(Problem statement):
Output all lines exactly.

[Items from a dataset]

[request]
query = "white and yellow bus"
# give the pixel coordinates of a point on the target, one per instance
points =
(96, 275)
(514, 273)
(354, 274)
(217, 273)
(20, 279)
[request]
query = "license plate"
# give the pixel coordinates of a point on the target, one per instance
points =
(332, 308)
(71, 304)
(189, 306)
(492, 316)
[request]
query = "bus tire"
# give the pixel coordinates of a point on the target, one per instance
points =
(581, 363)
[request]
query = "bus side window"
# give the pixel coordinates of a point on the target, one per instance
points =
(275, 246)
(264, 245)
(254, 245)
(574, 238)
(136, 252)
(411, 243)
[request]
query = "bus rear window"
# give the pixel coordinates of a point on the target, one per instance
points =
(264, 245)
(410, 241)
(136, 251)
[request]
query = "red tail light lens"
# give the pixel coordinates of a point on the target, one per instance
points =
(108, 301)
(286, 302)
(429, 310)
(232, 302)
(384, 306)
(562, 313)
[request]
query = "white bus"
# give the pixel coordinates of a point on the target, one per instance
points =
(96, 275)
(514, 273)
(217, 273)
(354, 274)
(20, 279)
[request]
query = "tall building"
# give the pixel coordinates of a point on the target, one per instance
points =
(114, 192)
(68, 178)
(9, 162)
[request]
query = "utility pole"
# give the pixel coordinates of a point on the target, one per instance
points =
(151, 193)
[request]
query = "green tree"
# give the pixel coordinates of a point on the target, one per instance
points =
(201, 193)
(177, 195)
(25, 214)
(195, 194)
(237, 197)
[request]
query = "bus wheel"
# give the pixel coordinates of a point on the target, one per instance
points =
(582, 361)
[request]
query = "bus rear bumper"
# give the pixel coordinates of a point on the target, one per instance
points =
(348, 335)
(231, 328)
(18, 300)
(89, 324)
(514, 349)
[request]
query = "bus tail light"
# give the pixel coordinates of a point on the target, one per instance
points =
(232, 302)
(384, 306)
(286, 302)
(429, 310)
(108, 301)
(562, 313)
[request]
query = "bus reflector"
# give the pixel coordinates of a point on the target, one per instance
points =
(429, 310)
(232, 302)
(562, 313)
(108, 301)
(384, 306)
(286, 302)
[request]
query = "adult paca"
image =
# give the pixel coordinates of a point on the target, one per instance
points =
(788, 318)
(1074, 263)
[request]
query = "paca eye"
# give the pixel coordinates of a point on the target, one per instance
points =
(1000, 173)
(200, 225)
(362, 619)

(Exercise result):
[request]
query = "white and yellow bus"
# give the pixel coordinates of a point on the target, one per instance
points =
(96, 275)
(514, 273)
(354, 274)
(217, 273)
(20, 279)
[request]
query = "license plate"
# give the pixel coordinates of a point on the target, one per instance
points =
(332, 308)
(71, 304)
(189, 306)
(492, 316)
[request]
query = "bus tire"
# give the pixel coordinates of a point on the target, one per instance
points =
(581, 363)
[request]
query = "bus side window"
# give the pixel coordinates of a point on the target, one per instance
points =
(275, 246)
(264, 245)
(254, 245)
(574, 238)
(136, 252)
(411, 243)
[request]
query = "bus rear window"
# give the pixel coordinates of a point on the target, one per instance
points =
(264, 245)
(410, 241)
(136, 251)
[request]
query = "red tail light lens"
# give the pixel coordinates of a point on the target, one per instance
points =
(108, 301)
(286, 302)
(429, 310)
(232, 302)
(384, 306)
(562, 313)
[request]
query = "white bus"
# give the pixel coordinates of a point on the target, one per instance
points =
(96, 275)
(514, 273)
(217, 273)
(354, 274)
(20, 279)
[request]
query = "tall building"
# give the pixel coordinates of a point on the target, one per instance
points =
(114, 192)
(68, 178)
(9, 162)
[request]
query = "utility pole"
# give the pixel coordinates of a point on the target, one per instance
points =
(151, 193)
[request]
query = "green tree"
# give the pixel coordinates of a point on the target, one per instance
points =
(201, 193)
(177, 195)
(25, 214)
(195, 194)
(237, 197)
[request]
query = "bus wheel"
# give the pixel coordinates of a point on the target, one per instance
points =
(582, 361)
[request]
query = "bus rear bumper"
# give the pixel coordinates of a point on the target, one per instance
points =
(348, 335)
(231, 328)
(18, 300)
(89, 324)
(514, 349)
[request]
query = "bus tail light"
# give the pixel coordinates of a point on the target, one per instance
points =
(232, 302)
(384, 306)
(286, 302)
(429, 310)
(108, 301)
(562, 313)
[request]
query = "bus reflector"
# give the pixel coordinates of a point on the target, one per instance
points =
(429, 310)
(232, 302)
(562, 313)
(108, 301)
(384, 306)
(286, 302)
[request]
query = "adult paca"
image =
# give the pixel coordinates of a point on the target, one per instance
points =
(788, 318)
(1074, 263)
[request]
query = "paca eye"
# give the pixel coordinates of a point on the target, one per instance
points =
(1000, 173)
(200, 225)
(362, 619)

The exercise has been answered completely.